TASK TO COMPLETE:
Wherever the word "cyclist" appears in a line of the data, that line should be copied.

INPUT DATA:
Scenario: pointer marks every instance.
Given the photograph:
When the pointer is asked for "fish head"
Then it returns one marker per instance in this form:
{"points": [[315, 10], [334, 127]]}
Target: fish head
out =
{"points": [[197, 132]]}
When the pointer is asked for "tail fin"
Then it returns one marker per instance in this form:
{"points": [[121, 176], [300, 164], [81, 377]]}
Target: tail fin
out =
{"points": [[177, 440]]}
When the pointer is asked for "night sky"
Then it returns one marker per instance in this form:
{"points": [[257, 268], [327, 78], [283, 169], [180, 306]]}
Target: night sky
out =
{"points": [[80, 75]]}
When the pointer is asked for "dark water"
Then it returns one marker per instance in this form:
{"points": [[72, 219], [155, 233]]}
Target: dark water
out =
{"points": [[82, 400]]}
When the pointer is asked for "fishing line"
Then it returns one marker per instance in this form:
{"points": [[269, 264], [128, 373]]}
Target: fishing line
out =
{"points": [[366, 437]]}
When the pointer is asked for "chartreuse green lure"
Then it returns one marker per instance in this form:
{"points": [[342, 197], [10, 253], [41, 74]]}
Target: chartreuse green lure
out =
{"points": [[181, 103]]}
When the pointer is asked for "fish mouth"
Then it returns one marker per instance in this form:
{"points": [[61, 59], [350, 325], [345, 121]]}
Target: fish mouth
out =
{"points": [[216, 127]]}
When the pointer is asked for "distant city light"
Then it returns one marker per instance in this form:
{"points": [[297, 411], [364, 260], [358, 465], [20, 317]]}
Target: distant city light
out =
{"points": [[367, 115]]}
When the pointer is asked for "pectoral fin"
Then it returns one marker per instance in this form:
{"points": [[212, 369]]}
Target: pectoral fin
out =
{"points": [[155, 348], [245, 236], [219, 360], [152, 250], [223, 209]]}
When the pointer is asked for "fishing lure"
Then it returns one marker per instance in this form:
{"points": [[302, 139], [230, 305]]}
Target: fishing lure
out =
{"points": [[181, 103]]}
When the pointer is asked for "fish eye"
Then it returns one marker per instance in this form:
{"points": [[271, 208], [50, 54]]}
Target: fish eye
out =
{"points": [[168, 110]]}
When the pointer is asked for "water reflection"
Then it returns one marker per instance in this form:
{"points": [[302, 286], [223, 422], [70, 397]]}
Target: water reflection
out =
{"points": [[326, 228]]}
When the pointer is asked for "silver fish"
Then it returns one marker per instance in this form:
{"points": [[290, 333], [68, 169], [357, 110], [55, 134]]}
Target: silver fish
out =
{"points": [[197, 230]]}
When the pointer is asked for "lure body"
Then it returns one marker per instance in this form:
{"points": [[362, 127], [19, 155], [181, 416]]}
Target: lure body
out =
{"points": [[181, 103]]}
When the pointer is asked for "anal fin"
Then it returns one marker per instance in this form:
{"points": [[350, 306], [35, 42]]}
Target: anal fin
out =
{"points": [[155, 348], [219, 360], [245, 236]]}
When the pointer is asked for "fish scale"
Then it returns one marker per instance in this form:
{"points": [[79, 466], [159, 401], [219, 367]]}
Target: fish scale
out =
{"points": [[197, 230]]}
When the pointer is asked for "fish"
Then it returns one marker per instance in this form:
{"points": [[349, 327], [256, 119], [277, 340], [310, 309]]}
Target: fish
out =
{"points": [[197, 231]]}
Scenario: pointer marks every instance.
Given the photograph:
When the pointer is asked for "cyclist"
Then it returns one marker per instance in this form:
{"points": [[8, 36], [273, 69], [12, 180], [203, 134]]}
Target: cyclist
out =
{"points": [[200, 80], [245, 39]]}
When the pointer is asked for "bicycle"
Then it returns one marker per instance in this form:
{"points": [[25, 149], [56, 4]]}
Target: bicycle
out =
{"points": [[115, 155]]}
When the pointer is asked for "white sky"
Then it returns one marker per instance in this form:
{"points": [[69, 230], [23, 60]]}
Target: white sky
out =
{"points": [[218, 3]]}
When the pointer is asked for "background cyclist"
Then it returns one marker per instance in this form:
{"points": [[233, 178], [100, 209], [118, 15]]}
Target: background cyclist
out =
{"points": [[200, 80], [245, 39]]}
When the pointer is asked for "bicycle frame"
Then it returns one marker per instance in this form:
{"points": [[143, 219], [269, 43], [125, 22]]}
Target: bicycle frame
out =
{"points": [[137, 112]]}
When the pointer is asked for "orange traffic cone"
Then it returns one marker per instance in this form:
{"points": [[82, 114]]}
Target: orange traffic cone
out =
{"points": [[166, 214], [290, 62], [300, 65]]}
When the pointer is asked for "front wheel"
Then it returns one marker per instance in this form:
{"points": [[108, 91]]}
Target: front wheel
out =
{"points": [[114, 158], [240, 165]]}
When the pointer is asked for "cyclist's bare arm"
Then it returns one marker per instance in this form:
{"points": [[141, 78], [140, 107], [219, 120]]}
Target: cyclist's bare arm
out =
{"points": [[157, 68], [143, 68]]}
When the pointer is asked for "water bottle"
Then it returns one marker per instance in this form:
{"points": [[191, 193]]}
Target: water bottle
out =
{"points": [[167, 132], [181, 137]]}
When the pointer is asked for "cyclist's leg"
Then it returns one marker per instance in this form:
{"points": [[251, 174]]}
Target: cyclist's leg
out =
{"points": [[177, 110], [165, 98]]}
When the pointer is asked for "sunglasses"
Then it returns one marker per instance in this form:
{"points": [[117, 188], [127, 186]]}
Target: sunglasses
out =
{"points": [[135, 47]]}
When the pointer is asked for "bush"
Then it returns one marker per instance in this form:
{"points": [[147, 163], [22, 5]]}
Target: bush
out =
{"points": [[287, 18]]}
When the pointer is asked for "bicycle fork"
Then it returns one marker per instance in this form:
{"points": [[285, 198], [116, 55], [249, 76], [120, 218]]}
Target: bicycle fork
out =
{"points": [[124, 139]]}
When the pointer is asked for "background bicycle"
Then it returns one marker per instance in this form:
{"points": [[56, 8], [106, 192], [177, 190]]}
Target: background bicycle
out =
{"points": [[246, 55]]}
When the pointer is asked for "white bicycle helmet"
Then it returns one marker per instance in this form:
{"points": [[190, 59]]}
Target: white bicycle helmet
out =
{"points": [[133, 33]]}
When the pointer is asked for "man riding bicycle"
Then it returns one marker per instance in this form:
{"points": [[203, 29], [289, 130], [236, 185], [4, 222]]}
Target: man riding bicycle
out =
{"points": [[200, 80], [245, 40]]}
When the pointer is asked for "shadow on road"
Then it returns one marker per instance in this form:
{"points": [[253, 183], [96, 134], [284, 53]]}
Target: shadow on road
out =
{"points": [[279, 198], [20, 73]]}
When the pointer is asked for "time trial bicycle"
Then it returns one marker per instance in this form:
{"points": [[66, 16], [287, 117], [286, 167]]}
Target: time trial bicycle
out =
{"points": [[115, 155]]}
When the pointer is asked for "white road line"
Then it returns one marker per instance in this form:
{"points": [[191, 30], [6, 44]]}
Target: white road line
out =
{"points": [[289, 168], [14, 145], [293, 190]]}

REPLY TO THE EXERCISE:
When the pointer is asked for "cyclist"
Target: cyclist
When the pointer is asked for "background cyclist"
Target: background cyclist
When the pointer is asked for "cyclist's bare arm"
Target: cyclist's bare arm
When the pointer is asked for "cyclist's leg"
Target: cyclist's leg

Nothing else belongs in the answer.